Task objective => Please read the personal essay below and name the city where its writer was born and raised.

---------- Supplied passage

“Here’s a captivating quote to keep you interested and show I’m worth a read.”
-Audrey Longway
Now, hi! I was born and raised in “The Biggest Little City in the World”: in the wild desert and flashy casinos of Reno, Nevada. As a very tall, gangly, mulatto girl with giant hair, I grew up feeling out of place and any sort of confidence in myself eluded me like... well, like a good metaphor is eluding me right now. After I graduated high school, my family and I moved to Pebble Beach, California to be by the side of my Papa Loran through the end of his life. It was beautiful to be present and I sang in his ear as he slipped in to the afterlife. He was a world renowned artist, crowned “The Dutch Renaissance Master” so art is in my veins. It’s expressed through music, singing, writing, and poetry. I’ve competed and won several poetry slam competitions.
I’ve struggled with mental illness since forever. I cracked my eyes open from a dead sleep one morning and I remember being amazed that my eyes could see, my ears could hear; I was alive. My first thought was, “Oh, shit.” I felt trapped. I was only maybe 5 years old realizing I was Keanu Reaves, but I was gonna be stuck in this matrix. I started experiencing depression, anxiety, and all that goes with it. I hopped around from school to school all throughout my elementary years and grew further disconnected from the kids around me and felt painfully awkward and alone. Although you’d never know it from just looking at me, because I seemed like a fairly happy kid. By the time I got to high school I was pretty solidified with the fact that I would be miserable and alone forever, with maybe a few cats, and no one could or would ever love me. I felt like I was walking around with a gun wound through my heart and I needed something to ease the pain.
My life exploded as an alcoholic in my early adult years. I always thought the phrase “Drugs, Sex, and Rock and Roll” was a cheesy thing to say the rebellious degenerates of society were in to, but add some EDM music festivals and rap to that and you’ve got the recipe for how I began living my life. As they say, drugs and alcohol started out as being fun, then it was fun with problems, then it was just all problems. I didn’t even realize it, but I was trying to use these things to make myself feel just good enough to make life worth living, but I only grew emptier and emptier. I know people who can go out, saying “I’m only going to have a few drinks.” and ACTUALLY have a few drinks, but I’m not one of them. It took a lot of consequences (black outs, regretful decisions, a totaled car just to name a few) for me to accept that partying wasn’t working anymore. Most people touch a hot stove once and don’t need to touch it again to know that it’s hot and it’s gonna hurt like hell. I would continually go back to that hot stove and press my freakin’ hand down and wonder why I was hurting so badly. The short answer is: I’m an alcoholic. It’s what we do. It’s what we do after that realization that matters, though.

--------------------
---------- Given data

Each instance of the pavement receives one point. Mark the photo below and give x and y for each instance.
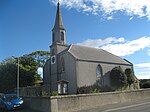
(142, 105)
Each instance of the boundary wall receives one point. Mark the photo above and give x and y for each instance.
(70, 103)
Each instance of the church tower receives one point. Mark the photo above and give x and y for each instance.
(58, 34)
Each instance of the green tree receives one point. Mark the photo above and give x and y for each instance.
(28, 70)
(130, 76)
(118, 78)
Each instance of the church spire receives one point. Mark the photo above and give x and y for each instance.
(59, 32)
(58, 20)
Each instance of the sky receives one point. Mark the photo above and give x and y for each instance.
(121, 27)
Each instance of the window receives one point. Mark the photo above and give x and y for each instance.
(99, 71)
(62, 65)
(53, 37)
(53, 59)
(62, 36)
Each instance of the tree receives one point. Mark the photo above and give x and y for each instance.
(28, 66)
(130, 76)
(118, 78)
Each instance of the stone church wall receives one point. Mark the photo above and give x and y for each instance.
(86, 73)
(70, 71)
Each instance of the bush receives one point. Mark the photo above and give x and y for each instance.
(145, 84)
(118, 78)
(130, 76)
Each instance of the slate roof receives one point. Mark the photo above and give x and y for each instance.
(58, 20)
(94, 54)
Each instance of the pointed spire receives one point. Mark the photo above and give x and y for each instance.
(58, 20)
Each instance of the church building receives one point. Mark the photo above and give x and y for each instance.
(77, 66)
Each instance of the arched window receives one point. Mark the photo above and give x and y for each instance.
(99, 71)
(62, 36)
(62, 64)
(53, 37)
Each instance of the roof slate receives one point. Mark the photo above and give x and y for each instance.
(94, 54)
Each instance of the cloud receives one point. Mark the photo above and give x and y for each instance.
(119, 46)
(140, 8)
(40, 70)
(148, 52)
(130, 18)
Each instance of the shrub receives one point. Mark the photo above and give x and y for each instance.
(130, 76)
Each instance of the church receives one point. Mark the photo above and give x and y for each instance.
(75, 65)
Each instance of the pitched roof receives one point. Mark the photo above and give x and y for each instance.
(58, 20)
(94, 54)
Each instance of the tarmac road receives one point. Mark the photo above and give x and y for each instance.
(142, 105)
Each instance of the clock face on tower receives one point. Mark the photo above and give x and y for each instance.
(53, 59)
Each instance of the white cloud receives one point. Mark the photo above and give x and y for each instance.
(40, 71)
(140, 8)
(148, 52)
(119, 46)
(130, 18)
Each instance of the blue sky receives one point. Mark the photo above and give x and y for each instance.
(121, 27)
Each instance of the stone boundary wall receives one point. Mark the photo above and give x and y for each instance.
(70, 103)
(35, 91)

--------------------

Result of the task => Reno, Nevada.